> **Region pointing data**:
----

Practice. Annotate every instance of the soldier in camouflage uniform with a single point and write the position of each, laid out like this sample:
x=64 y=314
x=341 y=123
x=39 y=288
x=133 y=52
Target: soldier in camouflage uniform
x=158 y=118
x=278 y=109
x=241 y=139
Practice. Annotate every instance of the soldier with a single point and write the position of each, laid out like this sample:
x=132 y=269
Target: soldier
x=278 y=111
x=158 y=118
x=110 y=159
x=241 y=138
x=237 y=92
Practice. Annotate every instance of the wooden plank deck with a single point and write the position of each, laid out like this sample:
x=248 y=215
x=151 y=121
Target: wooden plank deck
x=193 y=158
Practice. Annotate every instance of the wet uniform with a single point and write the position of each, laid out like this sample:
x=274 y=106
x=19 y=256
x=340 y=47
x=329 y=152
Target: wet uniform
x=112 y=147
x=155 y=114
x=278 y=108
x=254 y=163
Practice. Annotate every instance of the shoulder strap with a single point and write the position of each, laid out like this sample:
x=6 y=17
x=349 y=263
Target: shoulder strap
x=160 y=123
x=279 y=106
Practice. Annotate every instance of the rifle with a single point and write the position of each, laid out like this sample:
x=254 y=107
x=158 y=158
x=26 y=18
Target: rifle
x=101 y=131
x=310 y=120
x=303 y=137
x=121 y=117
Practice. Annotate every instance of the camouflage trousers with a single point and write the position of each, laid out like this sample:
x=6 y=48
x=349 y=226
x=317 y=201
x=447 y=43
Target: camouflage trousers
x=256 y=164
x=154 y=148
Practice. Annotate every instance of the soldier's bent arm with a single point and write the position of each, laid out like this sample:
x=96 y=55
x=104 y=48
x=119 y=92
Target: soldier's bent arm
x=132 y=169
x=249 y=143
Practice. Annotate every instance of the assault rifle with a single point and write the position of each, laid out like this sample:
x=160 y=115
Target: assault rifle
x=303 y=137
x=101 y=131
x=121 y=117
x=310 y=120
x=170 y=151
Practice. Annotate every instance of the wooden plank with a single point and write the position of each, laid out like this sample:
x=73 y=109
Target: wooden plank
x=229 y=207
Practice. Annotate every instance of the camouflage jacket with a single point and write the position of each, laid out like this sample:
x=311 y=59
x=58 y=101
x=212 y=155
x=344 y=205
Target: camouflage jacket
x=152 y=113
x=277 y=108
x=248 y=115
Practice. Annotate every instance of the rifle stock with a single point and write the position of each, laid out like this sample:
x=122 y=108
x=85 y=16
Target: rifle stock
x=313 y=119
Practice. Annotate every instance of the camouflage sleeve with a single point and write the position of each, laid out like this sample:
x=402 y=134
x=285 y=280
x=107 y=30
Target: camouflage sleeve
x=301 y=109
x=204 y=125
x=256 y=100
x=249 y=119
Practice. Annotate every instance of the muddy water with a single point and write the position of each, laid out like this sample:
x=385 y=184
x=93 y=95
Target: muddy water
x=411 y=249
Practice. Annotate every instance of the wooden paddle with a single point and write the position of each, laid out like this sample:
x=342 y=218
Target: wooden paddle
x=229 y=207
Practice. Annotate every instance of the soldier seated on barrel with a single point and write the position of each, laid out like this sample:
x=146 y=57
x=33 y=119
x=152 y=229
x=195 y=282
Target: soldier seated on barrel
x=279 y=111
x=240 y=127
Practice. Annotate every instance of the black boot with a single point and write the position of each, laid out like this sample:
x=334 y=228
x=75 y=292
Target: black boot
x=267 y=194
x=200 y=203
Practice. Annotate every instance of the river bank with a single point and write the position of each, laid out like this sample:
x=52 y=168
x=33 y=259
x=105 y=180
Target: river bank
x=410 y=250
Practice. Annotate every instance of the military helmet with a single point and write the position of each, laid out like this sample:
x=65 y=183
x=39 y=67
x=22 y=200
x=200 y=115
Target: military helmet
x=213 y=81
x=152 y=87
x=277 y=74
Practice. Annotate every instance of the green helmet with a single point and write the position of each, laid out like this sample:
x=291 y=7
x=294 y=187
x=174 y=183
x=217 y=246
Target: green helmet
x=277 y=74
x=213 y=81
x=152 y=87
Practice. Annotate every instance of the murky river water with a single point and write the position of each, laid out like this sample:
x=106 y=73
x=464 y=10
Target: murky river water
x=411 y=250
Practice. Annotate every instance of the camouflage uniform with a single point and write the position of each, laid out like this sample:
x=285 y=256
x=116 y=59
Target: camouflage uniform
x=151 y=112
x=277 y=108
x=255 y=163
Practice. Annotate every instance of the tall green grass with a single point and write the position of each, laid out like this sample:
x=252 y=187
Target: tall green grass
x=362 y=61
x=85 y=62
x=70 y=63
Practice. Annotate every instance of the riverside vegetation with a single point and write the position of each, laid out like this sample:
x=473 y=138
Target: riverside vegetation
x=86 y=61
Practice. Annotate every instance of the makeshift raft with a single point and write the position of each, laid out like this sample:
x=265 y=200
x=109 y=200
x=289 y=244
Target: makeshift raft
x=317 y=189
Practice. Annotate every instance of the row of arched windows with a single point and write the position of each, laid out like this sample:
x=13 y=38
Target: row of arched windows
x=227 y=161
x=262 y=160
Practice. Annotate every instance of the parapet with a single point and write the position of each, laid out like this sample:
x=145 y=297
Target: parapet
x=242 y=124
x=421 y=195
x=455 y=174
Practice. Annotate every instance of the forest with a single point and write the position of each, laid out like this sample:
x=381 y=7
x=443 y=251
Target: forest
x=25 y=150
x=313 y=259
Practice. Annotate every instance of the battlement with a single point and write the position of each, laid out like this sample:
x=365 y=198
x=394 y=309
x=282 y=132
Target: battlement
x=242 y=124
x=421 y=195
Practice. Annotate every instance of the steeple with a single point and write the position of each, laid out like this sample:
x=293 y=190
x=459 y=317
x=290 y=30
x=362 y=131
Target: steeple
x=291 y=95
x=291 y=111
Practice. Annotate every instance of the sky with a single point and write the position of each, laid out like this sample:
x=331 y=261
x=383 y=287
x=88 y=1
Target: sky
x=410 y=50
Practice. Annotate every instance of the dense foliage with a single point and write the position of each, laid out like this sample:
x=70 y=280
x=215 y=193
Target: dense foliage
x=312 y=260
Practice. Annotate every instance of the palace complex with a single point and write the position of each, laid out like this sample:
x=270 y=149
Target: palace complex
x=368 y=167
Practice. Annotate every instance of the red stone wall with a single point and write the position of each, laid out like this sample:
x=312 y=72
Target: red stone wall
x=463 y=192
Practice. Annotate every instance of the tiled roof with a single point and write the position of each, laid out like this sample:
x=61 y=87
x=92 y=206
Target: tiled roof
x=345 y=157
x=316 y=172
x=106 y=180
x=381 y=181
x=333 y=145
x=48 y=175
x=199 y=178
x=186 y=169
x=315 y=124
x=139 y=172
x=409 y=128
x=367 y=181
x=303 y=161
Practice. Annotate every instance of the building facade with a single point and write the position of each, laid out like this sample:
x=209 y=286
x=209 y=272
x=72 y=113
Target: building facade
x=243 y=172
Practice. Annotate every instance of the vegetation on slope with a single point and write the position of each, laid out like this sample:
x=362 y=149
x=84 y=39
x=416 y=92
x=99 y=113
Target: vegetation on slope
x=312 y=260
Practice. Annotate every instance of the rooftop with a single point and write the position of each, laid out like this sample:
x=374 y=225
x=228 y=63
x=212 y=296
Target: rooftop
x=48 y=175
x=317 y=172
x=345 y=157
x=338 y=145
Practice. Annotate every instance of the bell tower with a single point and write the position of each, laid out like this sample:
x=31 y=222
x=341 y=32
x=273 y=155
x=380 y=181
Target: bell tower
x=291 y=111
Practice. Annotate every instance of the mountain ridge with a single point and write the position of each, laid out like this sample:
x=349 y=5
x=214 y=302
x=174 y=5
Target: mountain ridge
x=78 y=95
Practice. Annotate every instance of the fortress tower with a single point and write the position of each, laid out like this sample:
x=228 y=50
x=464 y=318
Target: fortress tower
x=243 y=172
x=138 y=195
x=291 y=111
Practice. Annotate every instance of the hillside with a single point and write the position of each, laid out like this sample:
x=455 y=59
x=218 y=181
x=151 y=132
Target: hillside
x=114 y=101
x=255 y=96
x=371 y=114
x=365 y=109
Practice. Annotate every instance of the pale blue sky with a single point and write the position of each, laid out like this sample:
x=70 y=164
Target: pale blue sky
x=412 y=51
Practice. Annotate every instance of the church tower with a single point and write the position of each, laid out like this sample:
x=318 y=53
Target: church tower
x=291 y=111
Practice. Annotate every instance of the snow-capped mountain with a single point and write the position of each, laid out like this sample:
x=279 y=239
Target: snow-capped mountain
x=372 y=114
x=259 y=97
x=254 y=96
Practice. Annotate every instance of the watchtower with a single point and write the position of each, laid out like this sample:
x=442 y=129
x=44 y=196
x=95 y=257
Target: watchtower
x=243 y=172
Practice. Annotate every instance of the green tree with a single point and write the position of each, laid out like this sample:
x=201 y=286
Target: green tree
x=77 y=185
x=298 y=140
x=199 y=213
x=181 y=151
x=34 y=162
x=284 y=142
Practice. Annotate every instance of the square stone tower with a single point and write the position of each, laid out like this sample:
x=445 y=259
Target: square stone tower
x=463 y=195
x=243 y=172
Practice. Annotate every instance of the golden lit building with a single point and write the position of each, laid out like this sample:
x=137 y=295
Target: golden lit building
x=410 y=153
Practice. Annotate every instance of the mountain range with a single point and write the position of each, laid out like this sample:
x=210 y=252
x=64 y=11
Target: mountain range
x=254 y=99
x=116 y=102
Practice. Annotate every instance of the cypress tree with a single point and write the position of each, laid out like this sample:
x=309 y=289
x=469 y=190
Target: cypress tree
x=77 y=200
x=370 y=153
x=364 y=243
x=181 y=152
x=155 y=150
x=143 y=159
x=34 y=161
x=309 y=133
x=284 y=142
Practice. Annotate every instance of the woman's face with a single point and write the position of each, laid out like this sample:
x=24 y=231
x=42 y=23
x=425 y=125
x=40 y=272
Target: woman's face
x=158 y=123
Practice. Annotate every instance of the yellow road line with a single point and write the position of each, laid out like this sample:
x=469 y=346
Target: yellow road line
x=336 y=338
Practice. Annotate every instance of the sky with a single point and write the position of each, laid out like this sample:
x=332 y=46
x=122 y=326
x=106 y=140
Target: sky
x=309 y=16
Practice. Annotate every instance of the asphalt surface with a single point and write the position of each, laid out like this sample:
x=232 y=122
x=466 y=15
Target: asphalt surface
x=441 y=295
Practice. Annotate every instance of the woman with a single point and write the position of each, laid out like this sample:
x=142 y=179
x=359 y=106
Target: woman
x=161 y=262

----

> **AIM OF THE TASK**:
Would you please set down the lines from the one with "x=232 y=122" to the end of the data above, exactly and without any other lines?

> **RESPONSE**:
x=232 y=122
x=466 y=15
Target: asphalt surface
x=441 y=295
Practice. Annotate every instance of the woman with a single point and write the position of each, laid out like this sample:
x=142 y=179
x=359 y=106
Target: woman
x=161 y=262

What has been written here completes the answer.